» Records for the task:
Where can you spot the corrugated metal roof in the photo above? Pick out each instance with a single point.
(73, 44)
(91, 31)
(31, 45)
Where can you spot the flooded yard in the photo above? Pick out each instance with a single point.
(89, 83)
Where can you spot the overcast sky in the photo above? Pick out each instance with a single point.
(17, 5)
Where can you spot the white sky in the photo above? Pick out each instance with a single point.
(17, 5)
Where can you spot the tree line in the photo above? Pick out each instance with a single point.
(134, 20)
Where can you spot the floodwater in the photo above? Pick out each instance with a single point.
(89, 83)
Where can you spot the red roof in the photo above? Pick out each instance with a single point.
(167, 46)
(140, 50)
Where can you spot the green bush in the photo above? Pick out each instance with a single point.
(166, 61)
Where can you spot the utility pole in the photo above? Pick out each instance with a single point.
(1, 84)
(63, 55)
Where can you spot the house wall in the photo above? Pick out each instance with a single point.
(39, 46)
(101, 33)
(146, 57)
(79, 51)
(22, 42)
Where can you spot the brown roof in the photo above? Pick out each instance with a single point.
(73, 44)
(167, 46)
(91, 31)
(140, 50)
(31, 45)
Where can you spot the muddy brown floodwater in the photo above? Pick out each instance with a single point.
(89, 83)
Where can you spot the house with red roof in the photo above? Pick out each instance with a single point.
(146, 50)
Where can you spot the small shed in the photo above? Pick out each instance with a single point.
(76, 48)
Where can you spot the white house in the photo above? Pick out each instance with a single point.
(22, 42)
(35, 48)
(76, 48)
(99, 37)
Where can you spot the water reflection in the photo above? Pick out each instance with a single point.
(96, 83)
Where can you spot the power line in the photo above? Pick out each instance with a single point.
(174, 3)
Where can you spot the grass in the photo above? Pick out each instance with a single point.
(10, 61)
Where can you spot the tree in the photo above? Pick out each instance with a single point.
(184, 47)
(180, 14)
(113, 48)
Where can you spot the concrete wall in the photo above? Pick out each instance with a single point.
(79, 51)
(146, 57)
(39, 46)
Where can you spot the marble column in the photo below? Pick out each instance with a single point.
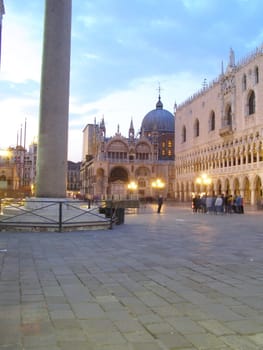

» Required task:
Please turn every line of the listing above into a numbered list, skipping any blank lines and leaving the picture out of your answer.

» Answer below:
1. Where can you spot the corrugated metal roof in the photo above? Pick out each instance with a single point.
2. (73, 44)
3. (91, 31)
4. (31, 45)
5. Where can you spot the flooded yard in the photo above? Pick out each instance with a single point.
6. (89, 83)
7. Where can you spot the overcast sky in the photo above? Pick out each instance with a single point.
8. (17, 5)
9. Where can you spot the white sky in the photo above? Pick out each instance with a single point.
10. (17, 5)
11. Where can you spot the tree line in the photo above? Pick out each instance with a single point.
12. (134, 20)
13. Where can you spot the floodwater in the photo above? Pick out each instance with a single point.
14. (89, 83)
15. Where can you spot the red roof in the photo above? Pick out each instance with a single point.
16. (167, 46)
17. (140, 50)
18. Where can you spot the green bush in the photo above? Pick out each instance with a single point.
19. (166, 61)
20. Where can you spot the utility pole in the photo above? Pick out each instance with a single point.
21. (1, 84)
22. (63, 55)
23. Where can you spot the house wall in the photo above? Pick out each instance with a single point.
24. (39, 46)
25. (101, 33)
26. (146, 57)
27. (79, 51)
28. (22, 42)
29. Where can you spot the brown roof in the photo above? Pick out each instance with a single point.
30. (73, 44)
31. (167, 46)
32. (91, 31)
33. (140, 50)
34. (31, 45)
35. Where can you spot the muddy brown floodwater in the photo above? Pick out each instance with a single point.
36. (89, 83)
37. Where can you spot the house with red roof in the photo above? Pick out each instance with a single point.
38. (146, 50)
39. Where can you spot the small shed in the photo above? Pick out each instance with a single point.
40. (76, 48)
41. Where can you spot the white house in the photo above? Pick out each instance with a single point.
42. (22, 42)
43. (35, 48)
44. (76, 48)
45. (99, 37)
46. Where can you spot the water reflection in the photo above? Pick out each instance with a single point.
47. (96, 83)
48. Where can you spot the power line in the photo above? Pick out each instance with a single point.
49. (174, 3)
50. Where can you spot the grass in the photo above? Pick out each instance with a single point.
51. (10, 61)
52. Where can you spot the tree in the photo above? Pick out each instance with a single point.
53. (184, 47)
54. (180, 14)
55. (113, 48)
56. Where can you spot the concrete wall in the photo above? Pick out each instance with a single point.
57. (79, 51)
58. (146, 57)
59. (39, 46)
60. Where can you spot the marble column in the photo below? Pick out each instance with a single point.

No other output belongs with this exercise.